Work required:
Count the lines below that contain the word "water" and reply with only that number.
.....
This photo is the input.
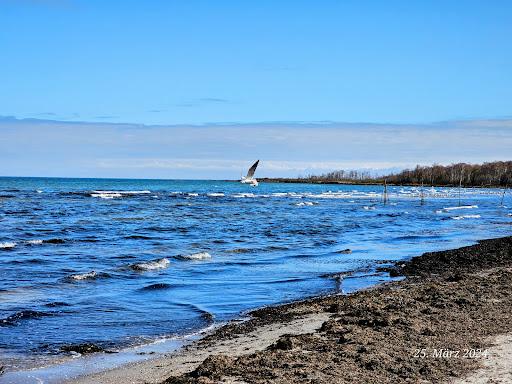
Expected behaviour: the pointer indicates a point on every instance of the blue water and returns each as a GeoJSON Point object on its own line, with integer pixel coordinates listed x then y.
{"type": "Point", "coordinates": [79, 264]}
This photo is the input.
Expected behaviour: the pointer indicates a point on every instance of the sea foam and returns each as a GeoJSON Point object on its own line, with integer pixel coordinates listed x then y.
{"type": "Point", "coordinates": [151, 265]}
{"type": "Point", "coordinates": [195, 256]}
{"type": "Point", "coordinates": [447, 209]}
{"type": "Point", "coordinates": [466, 217]}
{"type": "Point", "coordinates": [84, 276]}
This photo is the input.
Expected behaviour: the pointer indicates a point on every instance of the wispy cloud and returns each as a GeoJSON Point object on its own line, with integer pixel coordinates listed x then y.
{"type": "Point", "coordinates": [204, 101]}
{"type": "Point", "coordinates": [45, 147]}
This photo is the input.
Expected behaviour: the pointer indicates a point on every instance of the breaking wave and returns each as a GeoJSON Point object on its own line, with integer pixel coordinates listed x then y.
{"type": "Point", "coordinates": [22, 315]}
{"type": "Point", "coordinates": [462, 217]}
{"type": "Point", "coordinates": [151, 265]}
{"type": "Point", "coordinates": [195, 256]}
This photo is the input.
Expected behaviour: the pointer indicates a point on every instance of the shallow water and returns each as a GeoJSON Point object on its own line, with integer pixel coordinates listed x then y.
{"type": "Point", "coordinates": [125, 262]}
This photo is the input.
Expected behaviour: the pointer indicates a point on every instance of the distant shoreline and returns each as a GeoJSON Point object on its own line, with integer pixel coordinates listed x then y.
{"type": "Point", "coordinates": [354, 182]}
.....
Problem solution:
2